Required work: Nothing but the lines from the one containing "Task: place one point on each instance of the common" through the last line of the data below should be returned, each exactly as it stands, pictures excluded.

(Referring expression pointing data)

--- START ---

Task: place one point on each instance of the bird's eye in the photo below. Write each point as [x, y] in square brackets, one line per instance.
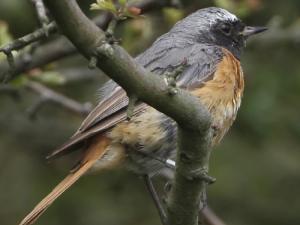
[226, 29]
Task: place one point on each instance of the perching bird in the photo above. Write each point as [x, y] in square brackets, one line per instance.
[210, 42]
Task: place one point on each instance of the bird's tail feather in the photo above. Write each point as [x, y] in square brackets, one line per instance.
[95, 151]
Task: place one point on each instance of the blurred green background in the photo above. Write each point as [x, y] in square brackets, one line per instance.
[257, 166]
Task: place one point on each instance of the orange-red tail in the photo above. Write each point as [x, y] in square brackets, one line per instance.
[95, 152]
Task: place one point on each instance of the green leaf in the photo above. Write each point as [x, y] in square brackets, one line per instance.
[50, 78]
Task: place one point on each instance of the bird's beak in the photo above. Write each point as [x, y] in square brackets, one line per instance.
[249, 31]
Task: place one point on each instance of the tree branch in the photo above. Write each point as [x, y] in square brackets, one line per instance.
[62, 48]
[191, 116]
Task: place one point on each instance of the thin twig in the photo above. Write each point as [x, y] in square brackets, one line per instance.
[209, 217]
[49, 96]
[28, 39]
[60, 48]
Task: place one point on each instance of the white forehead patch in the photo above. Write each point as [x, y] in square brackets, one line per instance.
[227, 15]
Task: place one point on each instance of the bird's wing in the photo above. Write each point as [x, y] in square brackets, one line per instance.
[201, 62]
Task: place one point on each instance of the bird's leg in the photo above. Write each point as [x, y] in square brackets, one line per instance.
[155, 198]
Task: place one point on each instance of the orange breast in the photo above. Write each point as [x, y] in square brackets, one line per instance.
[222, 94]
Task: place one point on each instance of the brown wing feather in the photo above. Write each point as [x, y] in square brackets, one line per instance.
[78, 139]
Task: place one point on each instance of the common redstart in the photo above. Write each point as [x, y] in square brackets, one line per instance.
[210, 42]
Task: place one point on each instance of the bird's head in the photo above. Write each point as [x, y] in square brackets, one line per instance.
[216, 26]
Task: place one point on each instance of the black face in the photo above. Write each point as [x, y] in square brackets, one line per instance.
[229, 34]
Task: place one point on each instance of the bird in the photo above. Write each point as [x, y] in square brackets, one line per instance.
[207, 45]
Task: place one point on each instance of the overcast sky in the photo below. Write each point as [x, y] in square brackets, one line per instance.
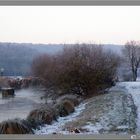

--- END ---

Finished exercise:
Task: place one point on each instance of the common redstart in the photo above. Write each point as [x, y] in square brackets, one line per instance.
[210, 42]
Task: place one point on each instance of the bird's head in the photo above. Write each point as [x, y] in square brackets, one line per instance.
[216, 26]
Task: place one point on each instance of the black face in the photo above. Write each point as [x, y] in square brackets, one line per instance.
[229, 34]
Task: place one point on each instance of the bird in the photo above. Write each point as [x, y] in square brackets, one line per instance.
[207, 45]
Task: place one point on each instance of the overcast sky in the photo below. Write each point as [x, y] in square brackets, one line per instance.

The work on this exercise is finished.